:: Page text
Pasture care and renovation: February is still a good time to put down lime and maybe some fertilizer. If you haven't sent off a soil sample, do it now! The pH should be in the 6.5 to 7.0 range. This will help both legumes and grasses utilize nutrients efficiently. Late winter is early enough in the growing year to allow lime to make changes in pH before most of the growing season.
Fertilizer especially P and K will help pasture plants recover and strengthen root systems. Limited amount of nitrogen may assist with early tillering and some recovery. However, over fertilization with nitrogen may not help plants. Animal manures especially poultry litter are good fertilizer sources. However, poultry litter can be hard to obtain because of high demand. Line-up poultry litter or other manures early before the spring demand for fertilizer hits. Make sure that litter that is used for fertilizer does not contain dead birds. If it does contain bird carcasses, producers need to scan the fields and remove any dead birds that are present before cattle graze the pasture. There have been several reports of cattle killed by botulism from dead poultry associated with litter fertilization. It is important to follow nutrient management plans and adhere to set backs from water ways when using animal manures.
Frost seeding of clovers should be easy this year as most pastures are very short. Broadcast 4 to 6 lbs of red clover seed or 1 to 2 lbs of ladino clover seed per acre. Either lightly drag the pasture or allow cattle to tread in the seed. The freezing and thawing action of the ground will also allow for good seed contact with these clovers. This is an extremely effective method of increasing clover in grass pastures. It has been very successful at our farm and many others. For more information about frost seeding see the VCE publication "No-Till Seeding of Forage Grasses and Legumes" on-line at http://www.ext.vt.edu/pubs/forage/418-007/418-007.pdf
February is too early to no-till seed grasses, but most no-till seeding should be done in March (early April in some mountain counties). However, many pastures will need reseeding this year. Several soil conservation districts and farmers co-ops rent no-till seeders for pastures renovation. Demand on this equipment will be high, so producers need to sign-up for equipment as soon as possible. Also, producers should make sure they understand how to properly use the equipment in order to place seed at the proper depth. Recommended mixtures for overseeding existing pastures are orchardgrass (6-10 lbs/acre) + red clover (4-6 lbs./acre) OR fescue (5-10 lbs./acre) + red clover (4-6 lbs./acre) + ladino clover (1-2 lbs./acre).
::::
▶ Problems:
**1.** Output the listing as a numbered list, from the line that contains "I bet you can't find the soldier in" through the end of the listing, and leave out blank lines.
**2.** Write what comes next in the pasture care text, starting after its final sentence.
:: Records provided
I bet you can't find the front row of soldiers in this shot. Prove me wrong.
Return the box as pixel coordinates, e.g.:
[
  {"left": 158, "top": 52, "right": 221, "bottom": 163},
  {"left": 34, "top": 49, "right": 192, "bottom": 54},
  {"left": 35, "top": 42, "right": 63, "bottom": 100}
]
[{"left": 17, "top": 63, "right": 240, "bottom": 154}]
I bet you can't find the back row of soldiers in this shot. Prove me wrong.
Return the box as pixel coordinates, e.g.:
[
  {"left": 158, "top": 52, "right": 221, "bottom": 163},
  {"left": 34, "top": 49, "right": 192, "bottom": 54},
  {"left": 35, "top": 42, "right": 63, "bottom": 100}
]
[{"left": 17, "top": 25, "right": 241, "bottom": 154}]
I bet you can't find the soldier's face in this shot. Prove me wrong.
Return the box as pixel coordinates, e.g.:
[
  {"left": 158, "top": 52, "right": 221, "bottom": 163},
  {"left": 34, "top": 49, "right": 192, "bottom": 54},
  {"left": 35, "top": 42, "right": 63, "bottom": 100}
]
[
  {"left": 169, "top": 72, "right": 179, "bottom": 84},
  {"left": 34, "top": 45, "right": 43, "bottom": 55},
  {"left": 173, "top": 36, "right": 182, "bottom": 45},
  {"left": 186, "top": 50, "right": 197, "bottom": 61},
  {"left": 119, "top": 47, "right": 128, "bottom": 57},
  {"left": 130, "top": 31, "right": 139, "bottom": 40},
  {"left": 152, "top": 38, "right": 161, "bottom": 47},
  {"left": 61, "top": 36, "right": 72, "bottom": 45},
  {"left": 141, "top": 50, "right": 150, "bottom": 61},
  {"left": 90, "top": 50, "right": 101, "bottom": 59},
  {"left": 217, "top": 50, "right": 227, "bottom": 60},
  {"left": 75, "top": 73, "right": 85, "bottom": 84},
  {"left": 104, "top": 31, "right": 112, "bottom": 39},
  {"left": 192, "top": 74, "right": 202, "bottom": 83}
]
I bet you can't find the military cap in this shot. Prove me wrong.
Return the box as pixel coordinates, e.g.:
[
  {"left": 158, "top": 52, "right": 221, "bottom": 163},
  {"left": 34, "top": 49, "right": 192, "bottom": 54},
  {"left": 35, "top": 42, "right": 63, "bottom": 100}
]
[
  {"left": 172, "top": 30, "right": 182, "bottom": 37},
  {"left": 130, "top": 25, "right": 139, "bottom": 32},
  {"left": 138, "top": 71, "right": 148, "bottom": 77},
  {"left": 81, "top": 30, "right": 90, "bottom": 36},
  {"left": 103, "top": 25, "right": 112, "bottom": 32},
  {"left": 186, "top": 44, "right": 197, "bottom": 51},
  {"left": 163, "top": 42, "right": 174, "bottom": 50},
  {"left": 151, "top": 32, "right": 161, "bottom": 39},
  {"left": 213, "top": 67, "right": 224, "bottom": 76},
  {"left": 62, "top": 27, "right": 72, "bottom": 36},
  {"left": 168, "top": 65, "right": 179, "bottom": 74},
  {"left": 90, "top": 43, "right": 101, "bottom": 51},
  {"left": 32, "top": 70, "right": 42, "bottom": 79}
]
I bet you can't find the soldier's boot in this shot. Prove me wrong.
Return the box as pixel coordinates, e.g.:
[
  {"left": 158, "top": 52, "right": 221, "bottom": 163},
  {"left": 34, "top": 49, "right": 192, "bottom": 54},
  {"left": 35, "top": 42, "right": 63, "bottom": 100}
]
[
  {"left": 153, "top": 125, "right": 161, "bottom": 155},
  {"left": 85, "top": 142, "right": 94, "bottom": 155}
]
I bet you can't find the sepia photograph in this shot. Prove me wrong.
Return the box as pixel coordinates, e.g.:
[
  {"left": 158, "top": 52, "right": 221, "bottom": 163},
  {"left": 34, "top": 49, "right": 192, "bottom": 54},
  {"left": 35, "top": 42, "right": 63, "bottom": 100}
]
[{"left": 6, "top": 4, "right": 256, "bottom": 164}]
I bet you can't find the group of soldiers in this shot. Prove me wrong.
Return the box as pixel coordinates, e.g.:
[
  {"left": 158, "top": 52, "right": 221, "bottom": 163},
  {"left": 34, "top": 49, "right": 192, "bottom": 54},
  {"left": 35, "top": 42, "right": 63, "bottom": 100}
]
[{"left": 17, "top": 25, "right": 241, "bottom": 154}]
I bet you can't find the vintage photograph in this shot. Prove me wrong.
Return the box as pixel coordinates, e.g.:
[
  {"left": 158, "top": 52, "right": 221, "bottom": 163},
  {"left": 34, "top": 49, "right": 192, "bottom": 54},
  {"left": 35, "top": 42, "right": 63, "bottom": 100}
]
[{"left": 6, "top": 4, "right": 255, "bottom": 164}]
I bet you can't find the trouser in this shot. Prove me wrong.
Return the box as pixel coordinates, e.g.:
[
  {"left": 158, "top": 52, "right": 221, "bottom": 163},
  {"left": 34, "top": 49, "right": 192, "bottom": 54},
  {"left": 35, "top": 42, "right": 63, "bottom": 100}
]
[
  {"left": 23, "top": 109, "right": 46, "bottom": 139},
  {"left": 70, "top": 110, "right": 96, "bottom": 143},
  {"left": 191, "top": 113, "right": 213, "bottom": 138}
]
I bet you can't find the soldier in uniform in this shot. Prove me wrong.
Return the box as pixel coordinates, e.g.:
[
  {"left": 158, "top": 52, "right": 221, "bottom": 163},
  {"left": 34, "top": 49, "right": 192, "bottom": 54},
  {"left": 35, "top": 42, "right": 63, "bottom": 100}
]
::::
▶ Answers given:
**1.**
1. I bet you can't find the soldier in uniform in this shot. Prove me wrong.
2. Return the box as pixel coordinates, e.g.:
3. [
4.   {"left": 158, "top": 52, "right": 221, "bottom": 163},
5.   {"left": 34, "top": 49, "right": 192, "bottom": 54},
6.   {"left": 35, "top": 42, "right": 63, "bottom": 100}
7. ]

**2.**
Grazing Control: In order for pastures to recover, it will be important to use controlled grazing. Cattle should only be left on a pasture for one week before moving to the next pasture. In addition, cows should only consume about ½ of the available grass. It will be important to only allow cows to graze down to a minimum of 3 inches in early spring. By June, pastures should only be grazed down to 4 to 6 inches. The shorter height in early spring will encourage development of frost seeded or no-till planted forages. Increased grazing heights in the summer will improve regrowth and stand vigor.
A simple method for controlled grazing is to use temporary fence and a solar or battery powered charger. Another method is to use one strand of 12 gauge high tensile fence placed 36 to 40 inches above the ground on T-posts fitted with plastic insulators. The high tensile method is "semi-permanent" so one would create all the paddocks needed for the grazing season in the spring. The advantage is it does not have to be moved every time cattle need to be rotated; however, the T-posts can easily be moved if the fence is not exactly in the right place. The semi-permanent option is good for part-time producers and locations with heavy deer traffic.
Water, Water, Water: Many operations suffered from lack of drinking water for cattle during the late summer and fall. Late winter is the time to make improvements to the watering systems. Wells, spring developments, ponds, and temporary storage are all considerations for watering systems. Wells are the most expensive, but most reliable. With the down-turn in the construction/housing industry, it may be easier to find a well driller now than the middle of August. Spring developments and ponds can supply considerable water even with limited flow. For example, a spring on the farm I rent was down to 1.5 to 2 gallons per minute flow last fall. With proper development and storage, a water flow of 1 gallon per minute can provide sufficient water for 50 head of cattle. A ram pump can also be used to move water from streams or ponds to a storage tank for redistribution.
Planning ahead for pasture renovation, grazing strategies, and water supply will save many headaches this spring and summer.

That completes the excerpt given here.